Excerpted records —

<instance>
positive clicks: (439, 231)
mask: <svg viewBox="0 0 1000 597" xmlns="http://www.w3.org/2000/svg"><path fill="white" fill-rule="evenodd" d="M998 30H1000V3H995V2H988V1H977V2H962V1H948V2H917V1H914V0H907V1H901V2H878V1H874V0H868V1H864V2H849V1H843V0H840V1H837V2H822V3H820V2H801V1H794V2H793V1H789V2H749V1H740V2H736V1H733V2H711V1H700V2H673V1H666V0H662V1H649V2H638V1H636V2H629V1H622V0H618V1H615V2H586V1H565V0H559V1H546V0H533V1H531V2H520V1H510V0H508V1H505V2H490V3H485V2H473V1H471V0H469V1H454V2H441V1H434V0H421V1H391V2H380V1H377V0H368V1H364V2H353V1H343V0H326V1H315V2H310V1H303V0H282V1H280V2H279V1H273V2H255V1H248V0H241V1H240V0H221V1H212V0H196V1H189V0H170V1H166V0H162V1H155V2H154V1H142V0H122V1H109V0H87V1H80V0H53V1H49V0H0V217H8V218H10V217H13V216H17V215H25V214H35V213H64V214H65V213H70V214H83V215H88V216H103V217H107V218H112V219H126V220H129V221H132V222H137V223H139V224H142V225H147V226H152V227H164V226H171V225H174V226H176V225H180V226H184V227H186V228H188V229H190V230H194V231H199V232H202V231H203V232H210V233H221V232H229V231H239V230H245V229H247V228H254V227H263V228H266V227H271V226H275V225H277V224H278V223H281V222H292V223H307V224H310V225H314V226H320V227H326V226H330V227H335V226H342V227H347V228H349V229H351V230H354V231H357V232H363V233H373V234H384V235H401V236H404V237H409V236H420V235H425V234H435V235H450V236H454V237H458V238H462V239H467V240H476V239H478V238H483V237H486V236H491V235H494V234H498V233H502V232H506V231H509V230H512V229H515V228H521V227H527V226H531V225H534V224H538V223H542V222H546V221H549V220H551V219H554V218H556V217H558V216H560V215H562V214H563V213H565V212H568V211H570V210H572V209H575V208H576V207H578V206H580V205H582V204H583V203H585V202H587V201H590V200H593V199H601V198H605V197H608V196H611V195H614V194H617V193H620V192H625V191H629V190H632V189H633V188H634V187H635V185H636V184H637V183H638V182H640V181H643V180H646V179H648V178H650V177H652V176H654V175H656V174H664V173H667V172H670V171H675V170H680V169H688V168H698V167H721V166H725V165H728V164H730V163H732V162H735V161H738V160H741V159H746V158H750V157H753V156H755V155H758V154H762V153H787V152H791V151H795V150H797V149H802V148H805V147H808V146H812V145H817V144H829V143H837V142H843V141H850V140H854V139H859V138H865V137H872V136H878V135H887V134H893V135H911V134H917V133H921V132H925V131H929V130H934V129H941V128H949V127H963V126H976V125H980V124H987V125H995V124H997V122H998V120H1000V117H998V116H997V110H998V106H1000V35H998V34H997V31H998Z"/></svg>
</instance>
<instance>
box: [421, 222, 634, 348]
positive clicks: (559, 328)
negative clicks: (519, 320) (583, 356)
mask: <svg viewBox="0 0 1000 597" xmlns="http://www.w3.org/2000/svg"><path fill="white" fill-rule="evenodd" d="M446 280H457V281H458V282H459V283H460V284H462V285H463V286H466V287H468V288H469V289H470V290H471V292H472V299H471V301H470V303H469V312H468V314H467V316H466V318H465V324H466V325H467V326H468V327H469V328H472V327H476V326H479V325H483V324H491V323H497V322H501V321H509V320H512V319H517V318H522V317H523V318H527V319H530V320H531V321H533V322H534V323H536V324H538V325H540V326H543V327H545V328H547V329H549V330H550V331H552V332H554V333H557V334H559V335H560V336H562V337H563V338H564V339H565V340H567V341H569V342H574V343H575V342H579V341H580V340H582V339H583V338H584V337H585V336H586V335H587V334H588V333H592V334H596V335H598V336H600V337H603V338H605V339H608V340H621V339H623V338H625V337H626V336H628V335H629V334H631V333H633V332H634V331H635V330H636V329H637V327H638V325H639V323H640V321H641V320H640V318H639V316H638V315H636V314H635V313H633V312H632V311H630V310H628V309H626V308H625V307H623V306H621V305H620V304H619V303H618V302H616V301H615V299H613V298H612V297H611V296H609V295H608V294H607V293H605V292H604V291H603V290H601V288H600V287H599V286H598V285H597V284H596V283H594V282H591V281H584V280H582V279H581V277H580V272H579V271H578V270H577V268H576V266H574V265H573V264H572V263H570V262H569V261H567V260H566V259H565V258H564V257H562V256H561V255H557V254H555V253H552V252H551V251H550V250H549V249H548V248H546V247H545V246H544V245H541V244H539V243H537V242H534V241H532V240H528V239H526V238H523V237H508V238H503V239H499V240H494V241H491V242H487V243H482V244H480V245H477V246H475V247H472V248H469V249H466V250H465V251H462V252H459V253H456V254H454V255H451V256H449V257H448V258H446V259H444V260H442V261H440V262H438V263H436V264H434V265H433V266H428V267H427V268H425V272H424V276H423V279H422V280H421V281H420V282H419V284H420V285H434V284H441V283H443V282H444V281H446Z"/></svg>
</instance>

The problem — State how many lines of the records above contain the word "clicks", and give only that number.

Answer for this exercise — 3